▶ _Record excerpts_:
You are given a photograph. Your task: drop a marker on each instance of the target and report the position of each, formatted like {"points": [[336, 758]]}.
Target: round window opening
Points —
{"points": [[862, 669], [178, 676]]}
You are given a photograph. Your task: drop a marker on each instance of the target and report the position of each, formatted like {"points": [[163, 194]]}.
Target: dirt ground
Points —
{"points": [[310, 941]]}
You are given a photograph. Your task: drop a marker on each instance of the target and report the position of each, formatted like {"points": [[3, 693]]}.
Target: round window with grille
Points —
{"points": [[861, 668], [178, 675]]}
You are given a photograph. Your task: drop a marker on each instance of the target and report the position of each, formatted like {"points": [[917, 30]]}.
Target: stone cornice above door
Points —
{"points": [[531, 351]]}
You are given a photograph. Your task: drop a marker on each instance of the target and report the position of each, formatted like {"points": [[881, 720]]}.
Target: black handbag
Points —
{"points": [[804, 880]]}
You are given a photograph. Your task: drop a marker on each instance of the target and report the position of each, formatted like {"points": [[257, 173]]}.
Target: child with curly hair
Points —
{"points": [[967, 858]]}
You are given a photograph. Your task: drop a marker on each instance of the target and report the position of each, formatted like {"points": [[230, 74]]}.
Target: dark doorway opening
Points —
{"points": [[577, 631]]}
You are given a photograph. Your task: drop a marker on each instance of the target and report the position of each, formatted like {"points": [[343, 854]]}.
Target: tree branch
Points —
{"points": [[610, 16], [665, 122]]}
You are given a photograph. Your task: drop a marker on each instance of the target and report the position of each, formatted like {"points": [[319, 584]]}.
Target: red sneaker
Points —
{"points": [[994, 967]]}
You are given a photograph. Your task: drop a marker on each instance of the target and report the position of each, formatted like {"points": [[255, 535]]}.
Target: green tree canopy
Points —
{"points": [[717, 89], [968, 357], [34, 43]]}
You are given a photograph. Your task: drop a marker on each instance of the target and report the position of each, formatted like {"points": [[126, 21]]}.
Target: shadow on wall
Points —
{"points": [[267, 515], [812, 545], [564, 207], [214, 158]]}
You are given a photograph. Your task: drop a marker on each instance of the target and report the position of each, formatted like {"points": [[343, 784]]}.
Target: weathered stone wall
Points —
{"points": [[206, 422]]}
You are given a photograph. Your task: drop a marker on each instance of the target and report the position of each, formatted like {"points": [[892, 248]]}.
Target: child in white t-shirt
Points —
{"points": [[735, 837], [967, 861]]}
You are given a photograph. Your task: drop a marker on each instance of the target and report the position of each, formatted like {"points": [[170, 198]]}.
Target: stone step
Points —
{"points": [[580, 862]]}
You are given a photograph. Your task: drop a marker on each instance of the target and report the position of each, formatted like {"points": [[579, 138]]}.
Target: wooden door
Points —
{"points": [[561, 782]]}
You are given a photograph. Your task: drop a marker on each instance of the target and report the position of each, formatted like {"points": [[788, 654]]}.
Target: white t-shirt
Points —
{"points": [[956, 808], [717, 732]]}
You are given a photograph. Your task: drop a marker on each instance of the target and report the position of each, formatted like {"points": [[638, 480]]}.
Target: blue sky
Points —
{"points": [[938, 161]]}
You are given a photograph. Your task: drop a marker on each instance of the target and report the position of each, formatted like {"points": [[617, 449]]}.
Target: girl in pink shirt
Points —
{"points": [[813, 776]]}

▶ _Goal_: Count the lines above that contain the string "wall", matching case exactly, and give only the number.

▶ _Written response_: 2